Point-per-instance localization data:
-------

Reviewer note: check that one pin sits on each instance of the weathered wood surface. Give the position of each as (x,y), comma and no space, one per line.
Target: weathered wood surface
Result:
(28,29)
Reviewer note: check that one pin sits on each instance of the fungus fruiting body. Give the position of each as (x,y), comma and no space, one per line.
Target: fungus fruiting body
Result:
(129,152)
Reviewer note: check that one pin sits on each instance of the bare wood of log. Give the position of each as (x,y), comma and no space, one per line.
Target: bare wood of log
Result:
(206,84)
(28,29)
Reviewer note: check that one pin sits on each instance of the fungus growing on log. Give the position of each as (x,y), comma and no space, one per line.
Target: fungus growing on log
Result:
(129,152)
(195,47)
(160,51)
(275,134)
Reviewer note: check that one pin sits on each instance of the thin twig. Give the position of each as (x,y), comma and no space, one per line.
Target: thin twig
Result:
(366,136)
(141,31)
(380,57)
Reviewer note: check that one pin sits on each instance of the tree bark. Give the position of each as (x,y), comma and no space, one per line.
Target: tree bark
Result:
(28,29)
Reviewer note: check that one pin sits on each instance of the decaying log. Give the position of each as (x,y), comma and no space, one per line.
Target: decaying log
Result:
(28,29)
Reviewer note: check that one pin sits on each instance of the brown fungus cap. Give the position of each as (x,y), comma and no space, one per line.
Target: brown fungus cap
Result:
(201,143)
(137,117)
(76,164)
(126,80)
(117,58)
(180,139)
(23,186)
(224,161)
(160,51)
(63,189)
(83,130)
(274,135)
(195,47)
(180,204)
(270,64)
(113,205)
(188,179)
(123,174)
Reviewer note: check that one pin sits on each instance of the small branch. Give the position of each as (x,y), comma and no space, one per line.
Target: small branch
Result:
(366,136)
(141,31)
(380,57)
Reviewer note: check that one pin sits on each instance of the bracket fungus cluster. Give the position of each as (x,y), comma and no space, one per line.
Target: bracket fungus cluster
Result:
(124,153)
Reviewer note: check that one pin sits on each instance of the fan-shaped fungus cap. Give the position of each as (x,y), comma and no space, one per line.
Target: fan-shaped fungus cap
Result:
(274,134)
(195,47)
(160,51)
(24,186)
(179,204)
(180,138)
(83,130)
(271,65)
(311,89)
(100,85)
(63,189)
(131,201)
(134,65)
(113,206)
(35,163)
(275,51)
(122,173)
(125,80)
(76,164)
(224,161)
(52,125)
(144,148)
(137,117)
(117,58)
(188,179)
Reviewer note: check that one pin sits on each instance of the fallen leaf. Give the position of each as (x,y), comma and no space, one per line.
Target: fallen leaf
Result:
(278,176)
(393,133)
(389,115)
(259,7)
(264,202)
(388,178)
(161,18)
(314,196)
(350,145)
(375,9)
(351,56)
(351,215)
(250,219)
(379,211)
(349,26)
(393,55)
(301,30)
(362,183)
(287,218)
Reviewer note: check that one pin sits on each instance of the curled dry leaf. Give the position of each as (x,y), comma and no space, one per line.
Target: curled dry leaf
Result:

-------

• _What you have to do_
All that is needed is the exact run of lines above from the line containing "Target: thin twig" through the line containing "Target: brown fungus cap", both of them included.

• _Reply_
Target: thin twig
Result:
(366,136)
(141,31)
(380,57)
Reviewer note: check that one pin sits on each instance of the tree bark. Give the position of each as (x,y), comma and no space, one per line.
Target: tree bark
Result:
(28,29)
Reviewer note: check that one pin sits on each instance of the decaying log. Give the position of each as (x,y), comma and no space, one per line.
Target: decaying log
Result:
(28,29)
Reviewer note: check that one pin sits on each instance of the brown fungus cap. Give the position of each as (x,y), comma and no space, one per line.
Target: brown fungus cap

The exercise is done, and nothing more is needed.